*Исходный отрывок*
---+---

И все это Афанасий Иванович рассказывал, стараясь как можно тщательнее очистить поверхность земли в горшке своего любезного рододендрона…

…Я спросил Синицына: «Кто же этот гусар? Вы называете его Маёшкой, но это, вероятно, школьная кличка, прозвище».

– Лермонтов, – отвечал Синицын, – мы с ним были в кавалерийском отделении школы.

В. П. Бурнашев. Стб. 1782

В гусарском полку, по рассказу графа Васильева, было много любителей большой карточной игры и гомерических попоек с огнями, музыкой, женщинами и пляской. У Герздорфа, Бакаева и Ломоносова велась постоянная игра, проигрывались десятки тысяч, у других – тысячи бросались на кутежи. Лермонтов бывал везде и везде принимал участие, но сердце его не лежало ни к тому, ни к другому. Он приходил, ставил несколько карт, брал или давал, смеялся и уходил. О женщинах, приезжавших на кутежи из С.-Петербурга, он говаривал: «бедные, их нужда к нам загоняет» или: «на что они нам? у нас так много достойных любви женщин». Из всех этих шальных удовольствий поэт более всего любил цыган.

---+---

*Задание*
Пожалуйста, определите, согласуются ли с отрывком о Лермонтове следующие утверждения, и для каждого ответьте «да» или «нет», дословно приведя решающие слова отрывка. 1. Синицын и Лермонтов учились в кавалерийском отделении школы. 2. Лермонтов сторонился кутежей и карточной игры. 3. Из шальных удовольствий поэт больше всего любил цыган.

*Собранный материал*
---+---

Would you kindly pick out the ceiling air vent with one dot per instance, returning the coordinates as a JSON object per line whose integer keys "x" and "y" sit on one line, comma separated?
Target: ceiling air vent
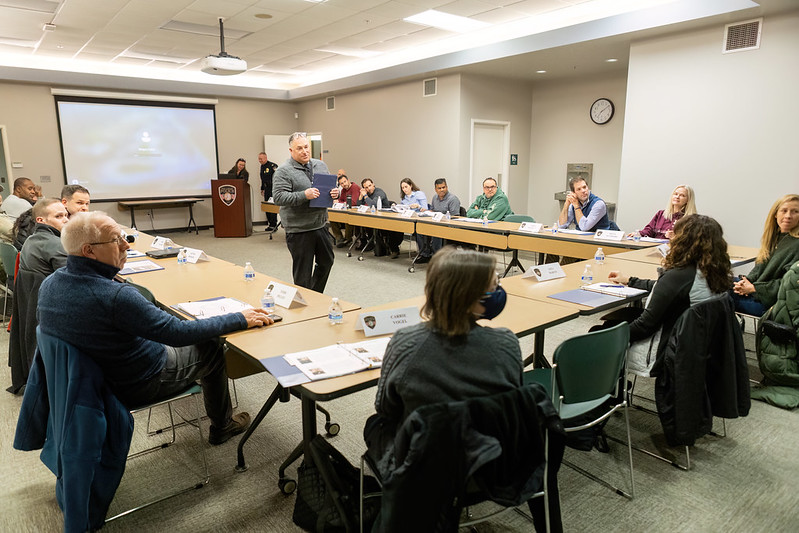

---+---

*Правильный ответ*
1. Да: «мы с ним были в кавалерийском отделении школы».
2. Нет: «Лермонтов бывал везде и везде принимал участие».
3. Да: «Из всех этих шальных удовольствий поэт более всего любил цыган».